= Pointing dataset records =
────────────────────

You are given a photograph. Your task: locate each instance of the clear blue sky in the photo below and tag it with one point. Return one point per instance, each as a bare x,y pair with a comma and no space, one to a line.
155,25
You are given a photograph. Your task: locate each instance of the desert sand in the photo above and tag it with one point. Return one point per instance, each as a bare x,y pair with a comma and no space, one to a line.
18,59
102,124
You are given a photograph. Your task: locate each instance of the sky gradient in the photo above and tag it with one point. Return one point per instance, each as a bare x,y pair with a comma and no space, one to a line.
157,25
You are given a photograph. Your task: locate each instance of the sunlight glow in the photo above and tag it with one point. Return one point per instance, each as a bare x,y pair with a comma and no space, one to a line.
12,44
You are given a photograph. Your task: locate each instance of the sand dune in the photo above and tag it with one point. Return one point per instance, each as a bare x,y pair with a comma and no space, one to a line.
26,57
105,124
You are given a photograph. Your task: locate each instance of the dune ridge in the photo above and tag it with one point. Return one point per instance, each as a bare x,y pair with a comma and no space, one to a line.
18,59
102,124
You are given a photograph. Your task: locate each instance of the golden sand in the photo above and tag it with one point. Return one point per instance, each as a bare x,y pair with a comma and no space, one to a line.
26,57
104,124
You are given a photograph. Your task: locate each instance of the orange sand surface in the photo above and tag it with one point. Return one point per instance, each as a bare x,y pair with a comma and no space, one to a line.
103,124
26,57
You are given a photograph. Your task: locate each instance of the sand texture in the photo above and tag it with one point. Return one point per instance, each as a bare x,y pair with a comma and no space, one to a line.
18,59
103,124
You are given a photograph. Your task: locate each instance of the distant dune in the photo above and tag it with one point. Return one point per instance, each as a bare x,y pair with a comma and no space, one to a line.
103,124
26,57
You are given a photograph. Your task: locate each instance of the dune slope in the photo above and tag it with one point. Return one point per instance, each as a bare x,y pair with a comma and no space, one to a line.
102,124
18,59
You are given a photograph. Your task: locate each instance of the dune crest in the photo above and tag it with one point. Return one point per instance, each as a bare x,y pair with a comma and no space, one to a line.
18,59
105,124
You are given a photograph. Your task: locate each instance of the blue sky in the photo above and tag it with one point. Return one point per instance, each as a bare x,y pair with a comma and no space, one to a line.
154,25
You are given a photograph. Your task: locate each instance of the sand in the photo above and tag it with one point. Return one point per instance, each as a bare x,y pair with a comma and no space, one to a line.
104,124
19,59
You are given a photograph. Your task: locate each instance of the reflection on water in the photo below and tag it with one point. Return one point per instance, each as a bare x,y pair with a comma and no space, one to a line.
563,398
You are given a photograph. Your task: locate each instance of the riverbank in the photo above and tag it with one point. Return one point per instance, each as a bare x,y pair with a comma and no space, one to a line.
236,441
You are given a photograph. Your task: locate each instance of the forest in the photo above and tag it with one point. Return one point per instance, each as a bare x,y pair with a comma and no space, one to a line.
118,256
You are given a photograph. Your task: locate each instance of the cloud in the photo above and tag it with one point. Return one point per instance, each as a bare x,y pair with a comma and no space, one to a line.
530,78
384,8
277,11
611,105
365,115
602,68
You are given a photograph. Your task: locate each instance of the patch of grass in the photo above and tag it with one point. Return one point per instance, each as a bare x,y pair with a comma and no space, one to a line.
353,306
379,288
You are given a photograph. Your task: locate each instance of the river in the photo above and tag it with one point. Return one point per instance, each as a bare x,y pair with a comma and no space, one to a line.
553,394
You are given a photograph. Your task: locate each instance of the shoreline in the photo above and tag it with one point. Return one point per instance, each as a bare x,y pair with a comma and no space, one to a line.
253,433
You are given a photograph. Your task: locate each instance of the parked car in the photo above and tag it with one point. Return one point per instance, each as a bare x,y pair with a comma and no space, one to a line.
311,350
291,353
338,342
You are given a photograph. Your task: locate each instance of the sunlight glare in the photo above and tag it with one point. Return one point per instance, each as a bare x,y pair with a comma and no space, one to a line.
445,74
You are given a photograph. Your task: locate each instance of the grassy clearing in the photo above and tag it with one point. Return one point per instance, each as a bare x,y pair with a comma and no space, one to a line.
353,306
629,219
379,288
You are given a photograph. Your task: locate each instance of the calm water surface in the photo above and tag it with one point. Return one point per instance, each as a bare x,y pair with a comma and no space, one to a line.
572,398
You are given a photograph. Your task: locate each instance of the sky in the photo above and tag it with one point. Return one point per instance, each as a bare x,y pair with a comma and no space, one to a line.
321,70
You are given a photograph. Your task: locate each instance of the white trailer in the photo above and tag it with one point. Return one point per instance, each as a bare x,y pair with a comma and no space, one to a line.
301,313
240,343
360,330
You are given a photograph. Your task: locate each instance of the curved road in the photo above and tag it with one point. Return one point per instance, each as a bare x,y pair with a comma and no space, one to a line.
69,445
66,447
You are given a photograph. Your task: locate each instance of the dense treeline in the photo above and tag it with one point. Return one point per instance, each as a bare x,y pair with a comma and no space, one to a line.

────────────────────

= WHAT THE TASK REQUIRES =
Print the material above once more, exactly.

= COMPLETED EXERCISE =
You are given a photograph. Your task: locate each instance of the clear blue sky in the photo below and tag it with one point. Return one point per instance, each as a bare x,y pair with a comma and no space, one to a line.
155,25
You are given a photograph. Your task: locate each instance of the desert sand in the photo above and tag it with one point. Return one point per instance, each as a bare x,y pair with a comma and no space, one to a line.
18,59
102,124
You are given a photograph. Your task: locate each instance of the sky gradient in the photo above and tag it with one point. Return one point per instance, each as a bare x,y pair with a comma and no space, one to a line.
157,25
You are given a photograph. Your task: locate each instance of the sunlight glow in the photo above and tag it with one point. Return one point per instance, each as a bare x,y pair with a comma and no space, one to a line.
12,44
You are given a photograph. Your task: locate each instance of the sand dune in the photo above and tag it with one point. Return one point per instance, each as a bare x,y pair with a comma and no space, one to a line.
26,57
105,124
You are given a photograph. Your task: locate each instance of the dune ridge in the photo above and tag it with one point. Return one point per instance, each as a bare x,y pair with a comma and no space, one to a line.
18,59
102,124
You are given a photograph. Your task: locate each instance of the golden sand in the photo above and tag it with one point. Return one point per instance, each as a bare x,y pair with a comma and no space, one to a line.
26,57
104,124
You are given a photograph. Your task: locate each instance of the orange sand surface in the photo above and tag it with one point. Return one point per instance, each as a bare x,y pair with a comma and no space, one to a line.
103,124
26,57
You are given a photograph. Your task: locate each instance of the sand texture in the photo above and tag it with one point. Return one point per instance, each as a bare x,y pair with a comma and no space, one to a line.
18,59
103,124
You are given a photograph. Your task: locate each instance of the distant dune in the photo above and tag it with one point. Return one point per instance, each as a bare x,y pair with a comma and no space, one to a line.
103,124
26,57
You are given a photograph. Your task: locate each instance of the dune slope in the photo above and tag it with one point. Return one point per instance, each as a bare x,y pair with a comma and no space, one to a line.
102,124
18,59
You are given a photograph. Your task: locate each instance of the dune crest in the photo above and tag it with one point. Return one point per instance, each as a bare x,y pair with a comma and no space, one to a line.
18,59
105,124
You are given a photograph. Your task: locate each instance of the blue sky in the photo above and tag it with one point. Return one point per instance, each as a bare x,y pair with a comma and no space, one to a line.
154,25
You are given a photograph. Your task: locate each instance of the sand in the photo above and tag it with one point. Return one point per instance, each as a bare x,y pair with a comma and no space, one to a line.
104,124
19,59
You are given a photograph. Your task: locate each instance of the reflection on water in the photo below and tag it with one point. Return one point per instance, each as a bare x,y pair with a comma and no space, one to a line.
563,398
You are given a photograph. Your task: locate each instance of the riverbank in the photo above and tag it with one point. Return one point per instance, each as a bare x,y pair with a comma and no space, one to a line.
236,441
You are given a photograph. Your task: locate each instance of the forest in the photo above and tag it with one point. Return one point per instance, each as a bare x,y pair with a comma and no space, one to a line.
118,256
You are given a photograph. Your task: locate each instance of the cloud in the photo above and tag it with one point. Return one point per instance, each as a bare x,y pair with a comma and no space, one to a line.
530,78
384,8
277,11
611,105
365,115
602,68
You are given a photograph. Your task: locate each instance of the patch of grass in the photo above and tag it with one point. Return one point per instance, each as a bare x,y pair with a comma and no space, one to a line.
353,306
379,288
You are given a photograph. Your task: locate each instance of the river in the photo above and tag it with one point. Return one point per instance, each as a bare x,y pair with a comma and no space, one to a line.
553,394
You are given a photograph. Your task: locate each instance of the shoreline in the photo above and tag it with one point. Return one point per instance, each as a bare x,y pair with a comma and no space, one to a line.
253,433
You are given a photograph. Your task: locate each instance of the parked car in the photo above and tag it with one point. Return one point per instance, each as a bare x,y pair with a comma and no space, one to a line.
311,350
291,353
338,342
You are given a photograph. Your task: locate each instance of the sunlight glare in the photo above and tag it with one point. Return one point per instance, each as a bare x,y pair with a comma and no space, one to a line.
445,74
You are given a photograph. Your task: locate each instance of the grassy clearing in the photo above and tag it with one point. Return one point per instance, each as a bare x,y pair with a comma and no space, one to a line.
353,306
629,219
379,288
You are given a photograph. Your task: locate each instance of the calm water surface in the photo above and tag it with one point. Return one point per instance, each as a bare x,y pair with a comma and no space, one to a line.
572,398
You are given a photograph. Your task: locate each instance of the sky in the photo above and tag it with one point. Return one point per instance, each as a bare x,y pair with a comma and no space, one to a line.
321,70
You are given a photograph. Your task: locate each instance of the white trailer in the photo above and tag it with one point. Return one point per instance, each as a bare x,y pair with a comma and no space, one to a line.
301,313
240,343
360,330
You are given a photograph. Your task: locate each instance of the curved road in the photo above and tag it with one point. Return one point per instance, each as a bare x,y pair with a comma and no space, one to a line.
69,445
66,447
You are given a photograph. Your task: locate each instance of the dense treeline in the photo above and tag it with one point. Return one point per instance, each as a bare x,y pair with a comma and no space, one to a line.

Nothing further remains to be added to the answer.